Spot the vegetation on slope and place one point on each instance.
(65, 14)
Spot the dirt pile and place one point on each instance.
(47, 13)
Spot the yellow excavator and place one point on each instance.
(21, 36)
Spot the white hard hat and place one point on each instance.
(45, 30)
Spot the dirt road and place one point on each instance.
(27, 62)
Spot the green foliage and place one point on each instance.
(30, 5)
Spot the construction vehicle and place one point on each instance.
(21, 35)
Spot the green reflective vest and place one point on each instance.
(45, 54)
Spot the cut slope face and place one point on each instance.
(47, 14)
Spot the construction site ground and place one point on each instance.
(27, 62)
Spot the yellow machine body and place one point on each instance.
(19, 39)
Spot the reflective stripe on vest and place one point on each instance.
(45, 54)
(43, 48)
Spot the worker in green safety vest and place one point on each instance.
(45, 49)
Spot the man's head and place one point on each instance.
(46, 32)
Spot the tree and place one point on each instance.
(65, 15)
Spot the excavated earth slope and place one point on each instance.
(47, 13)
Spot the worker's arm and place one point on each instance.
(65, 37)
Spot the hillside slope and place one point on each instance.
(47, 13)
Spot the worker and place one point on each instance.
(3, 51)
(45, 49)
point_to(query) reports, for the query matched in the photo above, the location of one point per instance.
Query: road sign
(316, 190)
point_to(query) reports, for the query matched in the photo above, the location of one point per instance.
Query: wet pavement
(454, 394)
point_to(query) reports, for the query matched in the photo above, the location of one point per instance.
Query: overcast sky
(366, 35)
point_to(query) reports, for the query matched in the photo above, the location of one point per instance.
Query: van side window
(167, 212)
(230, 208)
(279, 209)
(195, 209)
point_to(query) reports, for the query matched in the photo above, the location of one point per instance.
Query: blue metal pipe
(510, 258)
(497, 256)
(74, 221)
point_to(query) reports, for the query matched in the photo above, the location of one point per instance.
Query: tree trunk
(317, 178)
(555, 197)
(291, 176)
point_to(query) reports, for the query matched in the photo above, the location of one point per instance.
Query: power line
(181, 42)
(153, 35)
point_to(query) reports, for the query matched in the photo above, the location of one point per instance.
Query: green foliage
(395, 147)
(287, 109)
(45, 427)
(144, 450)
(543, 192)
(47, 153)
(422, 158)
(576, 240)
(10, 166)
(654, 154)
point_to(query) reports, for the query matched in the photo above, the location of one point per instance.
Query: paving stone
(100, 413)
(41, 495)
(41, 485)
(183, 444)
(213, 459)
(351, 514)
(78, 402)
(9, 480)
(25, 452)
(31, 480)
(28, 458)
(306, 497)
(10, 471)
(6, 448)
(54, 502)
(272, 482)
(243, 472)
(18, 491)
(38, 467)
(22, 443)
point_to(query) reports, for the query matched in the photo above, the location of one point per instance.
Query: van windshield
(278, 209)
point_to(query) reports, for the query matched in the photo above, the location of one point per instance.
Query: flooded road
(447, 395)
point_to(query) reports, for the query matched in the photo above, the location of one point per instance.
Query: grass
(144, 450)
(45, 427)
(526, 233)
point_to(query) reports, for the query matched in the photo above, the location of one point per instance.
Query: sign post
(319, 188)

= = = = = = =

◆ Problem statement ◆
Each entry should be reproduced in the output exactly.

◆ Output below ◆
Spot the vegetation on slope and place one point on each instance.
(65, 14)
Spot the dirt pile and place one point on each instance.
(47, 13)
Spot the yellow excavator and place one point on each instance.
(21, 36)
Spot the white hard hat and place one point on each instance.
(45, 30)
Spot the dirt road and place one point on each instance.
(27, 62)
Spot the green foliage and place one point on each instance.
(30, 5)
Spot the construction vehicle and place one point on each instance.
(21, 35)
Spot the green reflective vest and place one point on each instance.
(45, 54)
Spot the cut slope face and place one point on each instance.
(47, 14)
Spot the construction site ground and place one point on each instance.
(27, 62)
Spot the yellow machine body and place one point on each instance.
(19, 39)
Spot the reflective stripe on vest and place one point on each instance.
(45, 54)
(43, 48)
Spot the worker in green safety vest and place one point on each instance.
(45, 49)
Spot the man's head and place one point on each instance.
(46, 32)
Spot the tree and place one point on each instance.
(65, 15)
Spot the excavated earth slope and place one point on each instance.
(47, 13)
Spot the worker's arm and place one point on each instance.
(65, 37)
Spot the hillside slope and place one point on each instance.
(47, 13)
Spot the worker and place one point on each instance.
(3, 51)
(45, 49)
point_to(query) reports, for the query matched in the photo above, the location of one point per instance.
Query: road sign
(316, 190)
point_to(query) reports, for the query matched in the photo above, the location of one point per instance.
Query: wet pavement
(454, 394)
point_to(query) reports, for the query matched in the photo above, the location of one point per instance.
Query: overcast sky
(366, 35)
point_to(query) reports, for the query matched in the photo above, the location of one point per instance.
Query: van side window
(167, 212)
(230, 208)
(279, 209)
(195, 209)
point_to(query) reports, for the query matched in the photo above, the location of one point per instance.
Query: blue metal pipe
(510, 258)
(497, 256)
(74, 221)
point_to(query) reports, for the query matched in the photo above, the location of one point per instance.
Query: tree trunk
(317, 178)
(555, 197)
(291, 176)
point_to(query) reports, for the query matched in the photo above, the location of one point per instance.
Query: power line
(181, 42)
(153, 35)
point_to(query) reports, for the query matched in the photo above, the location of one point per instance.
Query: green foliage
(395, 147)
(287, 109)
(45, 427)
(144, 450)
(543, 192)
(47, 153)
(422, 158)
(576, 240)
(10, 166)
(654, 154)
point_to(query) reports, for the query matched in the photo above, the location of one point per instance.
Query: paving stone
(100, 413)
(41, 495)
(41, 485)
(183, 444)
(213, 459)
(351, 514)
(78, 402)
(9, 480)
(25, 452)
(31, 480)
(28, 458)
(306, 497)
(10, 471)
(6, 448)
(54, 502)
(272, 482)
(243, 472)
(18, 491)
(38, 467)
(22, 443)
point_to(query) reports, for the query matched in the photo above, the location of one point per instance.
Query: van windshield
(278, 209)
point_to(query) reports, for the query matched in the photo above, the location of one point per instance.
Query: flooded road
(447, 395)
point_to(query) reports, for the query matched in the photo above, the location of one point per instance.
Query: grass
(144, 450)
(45, 427)
(526, 233)
point_to(query) reports, for the query matched in the photo above, the location of one point per instance.
Query: sign post
(319, 188)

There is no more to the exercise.